## [STORED ROWS]
══════════
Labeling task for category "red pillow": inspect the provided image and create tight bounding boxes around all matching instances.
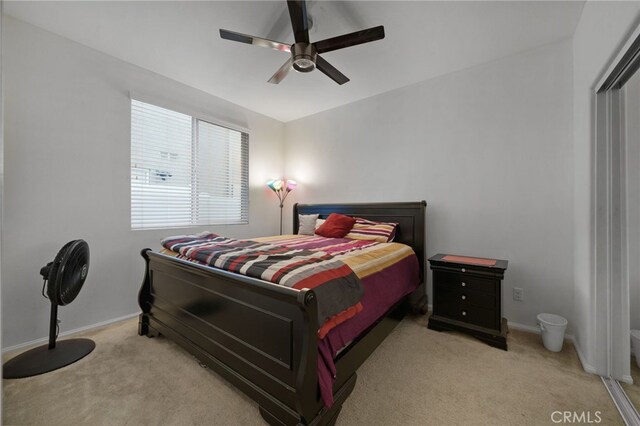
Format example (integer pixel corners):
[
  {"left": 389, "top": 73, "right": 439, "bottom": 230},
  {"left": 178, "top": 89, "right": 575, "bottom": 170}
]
[{"left": 316, "top": 213, "right": 356, "bottom": 238}]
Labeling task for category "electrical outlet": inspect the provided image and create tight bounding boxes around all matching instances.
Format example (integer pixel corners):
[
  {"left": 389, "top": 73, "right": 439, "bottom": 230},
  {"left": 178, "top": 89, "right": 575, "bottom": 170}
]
[{"left": 513, "top": 287, "right": 524, "bottom": 302}]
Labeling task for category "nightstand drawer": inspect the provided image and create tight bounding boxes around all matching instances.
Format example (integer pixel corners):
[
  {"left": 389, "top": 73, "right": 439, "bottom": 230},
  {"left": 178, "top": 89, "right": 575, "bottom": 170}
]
[
  {"left": 433, "top": 271, "right": 500, "bottom": 294},
  {"left": 433, "top": 282, "right": 496, "bottom": 309},
  {"left": 433, "top": 302, "right": 500, "bottom": 330}
]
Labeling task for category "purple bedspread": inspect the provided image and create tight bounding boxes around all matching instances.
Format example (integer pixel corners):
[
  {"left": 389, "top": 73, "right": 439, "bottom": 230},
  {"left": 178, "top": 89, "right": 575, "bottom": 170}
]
[{"left": 318, "top": 256, "right": 420, "bottom": 407}]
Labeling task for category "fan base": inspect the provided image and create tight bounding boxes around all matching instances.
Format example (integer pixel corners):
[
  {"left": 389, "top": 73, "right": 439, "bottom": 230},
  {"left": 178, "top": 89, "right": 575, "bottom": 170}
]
[{"left": 2, "top": 339, "right": 96, "bottom": 379}]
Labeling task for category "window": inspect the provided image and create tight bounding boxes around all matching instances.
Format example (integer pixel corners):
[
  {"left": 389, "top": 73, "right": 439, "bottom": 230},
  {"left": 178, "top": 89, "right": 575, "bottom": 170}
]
[{"left": 131, "top": 100, "right": 249, "bottom": 229}]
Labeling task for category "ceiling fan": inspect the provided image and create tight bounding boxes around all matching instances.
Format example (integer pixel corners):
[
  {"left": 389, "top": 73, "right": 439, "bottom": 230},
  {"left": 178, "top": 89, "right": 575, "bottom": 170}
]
[{"left": 220, "top": 0, "right": 384, "bottom": 84}]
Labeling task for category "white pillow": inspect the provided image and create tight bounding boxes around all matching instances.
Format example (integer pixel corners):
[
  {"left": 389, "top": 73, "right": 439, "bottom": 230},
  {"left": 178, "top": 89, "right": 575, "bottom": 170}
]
[{"left": 298, "top": 214, "right": 318, "bottom": 235}]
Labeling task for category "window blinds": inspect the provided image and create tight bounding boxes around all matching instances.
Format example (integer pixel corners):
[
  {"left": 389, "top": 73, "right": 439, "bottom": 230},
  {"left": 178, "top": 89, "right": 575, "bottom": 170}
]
[{"left": 131, "top": 100, "right": 249, "bottom": 229}]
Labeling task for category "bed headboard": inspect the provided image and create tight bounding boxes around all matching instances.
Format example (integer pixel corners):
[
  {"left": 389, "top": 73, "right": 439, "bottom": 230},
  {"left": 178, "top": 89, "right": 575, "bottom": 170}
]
[{"left": 293, "top": 201, "right": 427, "bottom": 279}]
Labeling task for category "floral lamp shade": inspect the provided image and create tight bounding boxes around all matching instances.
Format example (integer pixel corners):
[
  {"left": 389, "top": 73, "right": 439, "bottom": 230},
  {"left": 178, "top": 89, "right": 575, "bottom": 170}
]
[{"left": 267, "top": 179, "right": 298, "bottom": 235}]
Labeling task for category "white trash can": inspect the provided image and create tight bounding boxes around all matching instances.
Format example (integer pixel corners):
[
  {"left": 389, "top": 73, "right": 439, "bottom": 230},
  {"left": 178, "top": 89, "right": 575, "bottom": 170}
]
[
  {"left": 631, "top": 330, "right": 640, "bottom": 368},
  {"left": 537, "top": 314, "right": 568, "bottom": 352}
]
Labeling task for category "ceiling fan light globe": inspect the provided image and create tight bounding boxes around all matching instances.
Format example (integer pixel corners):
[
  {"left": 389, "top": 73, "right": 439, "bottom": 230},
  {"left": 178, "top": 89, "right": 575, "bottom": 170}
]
[{"left": 293, "top": 58, "right": 316, "bottom": 72}]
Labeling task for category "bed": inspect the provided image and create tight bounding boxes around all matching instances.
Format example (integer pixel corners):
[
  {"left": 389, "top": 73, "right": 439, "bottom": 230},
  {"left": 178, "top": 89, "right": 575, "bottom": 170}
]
[{"left": 138, "top": 201, "right": 427, "bottom": 425}]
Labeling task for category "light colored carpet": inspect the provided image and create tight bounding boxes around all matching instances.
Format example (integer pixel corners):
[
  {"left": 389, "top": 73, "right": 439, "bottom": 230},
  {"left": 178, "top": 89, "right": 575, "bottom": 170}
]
[
  {"left": 3, "top": 317, "right": 622, "bottom": 426},
  {"left": 620, "top": 357, "right": 640, "bottom": 411}
]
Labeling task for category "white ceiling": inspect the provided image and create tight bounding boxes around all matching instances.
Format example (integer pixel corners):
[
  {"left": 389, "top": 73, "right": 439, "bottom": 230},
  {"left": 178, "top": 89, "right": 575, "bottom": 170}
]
[{"left": 4, "top": 0, "right": 584, "bottom": 122}]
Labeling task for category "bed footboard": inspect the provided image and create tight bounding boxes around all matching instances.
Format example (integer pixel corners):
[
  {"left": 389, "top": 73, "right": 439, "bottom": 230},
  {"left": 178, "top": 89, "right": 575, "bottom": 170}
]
[{"left": 138, "top": 249, "right": 324, "bottom": 425}]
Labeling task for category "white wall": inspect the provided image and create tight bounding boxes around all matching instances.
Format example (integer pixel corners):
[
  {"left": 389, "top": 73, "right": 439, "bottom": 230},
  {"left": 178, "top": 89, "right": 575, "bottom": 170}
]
[
  {"left": 285, "top": 40, "right": 573, "bottom": 332},
  {"left": 573, "top": 2, "right": 640, "bottom": 374},
  {"left": 2, "top": 17, "right": 284, "bottom": 348}
]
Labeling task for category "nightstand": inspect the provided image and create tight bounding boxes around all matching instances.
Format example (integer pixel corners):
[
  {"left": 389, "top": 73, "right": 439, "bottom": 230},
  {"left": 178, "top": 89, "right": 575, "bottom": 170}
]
[{"left": 428, "top": 254, "right": 508, "bottom": 351}]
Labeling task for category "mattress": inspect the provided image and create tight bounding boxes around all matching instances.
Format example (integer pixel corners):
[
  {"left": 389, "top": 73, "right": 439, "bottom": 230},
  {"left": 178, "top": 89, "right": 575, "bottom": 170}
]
[
  {"left": 162, "top": 235, "right": 420, "bottom": 407},
  {"left": 242, "top": 235, "right": 420, "bottom": 407}
]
══════════
## [TO BE DONE]
Count the lines in the items above that contain the word "light" and reply with the number alone.

## [COMPLETE ANSWER]
2